_Exercise text:_
◆ ◆ ◆
"Have I told you about that fish I caught?"
The Crofter resorts to herding the rather more compliant Turk.
Mum Crofter directs affairs
Back from the bottom of Donald Four-tractors croft.The coows have moved. Well, moved eventually - after a right old palaver. Tinga, Hyacinth, [stroppy]-CJ, Spartacus and Diogenes all tramped up The Crofter's croft from the bottom enthused by The Crofter's feed bucket - the modern day sheep/cow dog - and pursued at a respectful distance by Dad Crofter. Dad Crofter is not CJ's best buddy it seems so room is given.
In through the little gate they trailed with only to glance into their winter quarters where the lazy Piggies are temporarily housed, onto the 'lawn' where they did a quick dance - just to fed-up the brave crofter. [the only Englishman of the Tolsta Grazings committee AND chairman of the Tolsta shop committee - eh? Have I told you that? ]. With a bit deft waving of buckets, crooks and my frantic waving of arms like a over-excited puffin to let CJ know I was not Dad Crofter, the coows eventually went through into Donald four-tractors croft and immediately espied a nice pile of silage bales. Only, these bales don't belong to The Crofter so, more frantic arm/crook/bucket waving and shouting keep these beasts moving right on down to where they belong - down the bottom of the croft!
Flippin heck, these Shetland Coows are a right stroppy bunch - maybe that's why this lot have been exiled!
◆ ◆ ◆
_Point-per-instance localization records:_

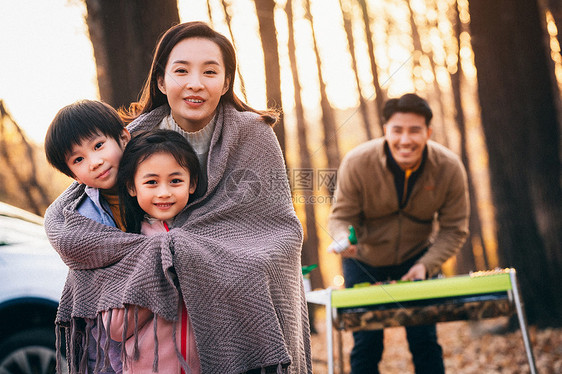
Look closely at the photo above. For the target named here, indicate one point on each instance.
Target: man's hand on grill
(416, 272)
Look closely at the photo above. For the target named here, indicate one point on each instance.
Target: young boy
(85, 141)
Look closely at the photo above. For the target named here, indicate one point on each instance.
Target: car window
(17, 231)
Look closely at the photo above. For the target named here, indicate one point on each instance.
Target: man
(393, 190)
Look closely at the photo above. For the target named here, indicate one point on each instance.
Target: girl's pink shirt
(168, 361)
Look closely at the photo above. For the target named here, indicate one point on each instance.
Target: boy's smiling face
(95, 161)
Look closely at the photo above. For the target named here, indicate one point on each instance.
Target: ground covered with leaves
(482, 347)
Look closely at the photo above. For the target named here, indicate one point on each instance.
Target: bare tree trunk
(124, 34)
(465, 258)
(555, 7)
(225, 7)
(520, 122)
(439, 133)
(26, 179)
(268, 35)
(310, 246)
(311, 241)
(380, 97)
(328, 120)
(351, 45)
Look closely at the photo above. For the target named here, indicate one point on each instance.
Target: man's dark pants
(367, 351)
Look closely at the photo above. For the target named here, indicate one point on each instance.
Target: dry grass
(468, 347)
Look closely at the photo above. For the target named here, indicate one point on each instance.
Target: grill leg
(522, 322)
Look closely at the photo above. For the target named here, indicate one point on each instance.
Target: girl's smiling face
(194, 81)
(162, 186)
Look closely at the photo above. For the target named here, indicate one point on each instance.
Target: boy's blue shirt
(96, 208)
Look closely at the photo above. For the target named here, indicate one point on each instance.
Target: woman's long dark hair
(151, 96)
(142, 146)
◆ ◆ ◆
_The problem:_
Please return the part of the post about moving the cows starting at "In through the" and ending at "of the croft!".

_Task response:_
In through the little gate they trailed with only to glance into their winter quarters where the lazy Piggies are temporarily housed, onto the 'lawn' where they did a quick dance - just to fed-up the brave crofter. [the only Englishman of the Tolsta Grazings committee AND chairman of the Tolsta shop committee - eh? Have I told you that? ]. With a bit deft waving of buckets, crooks and my frantic waving of arms like a over-excited puffin to let CJ know I was not Dad Crofter, the coows eventually went through into Donald four-tractors croft and immediately espied a nice pile of silage bales. Only, these bales don't belong to The Crofter so, more frantic arm/crook/bucket waving and shouting keep these beasts moving right on down to where they belong - down the bottom of the croft!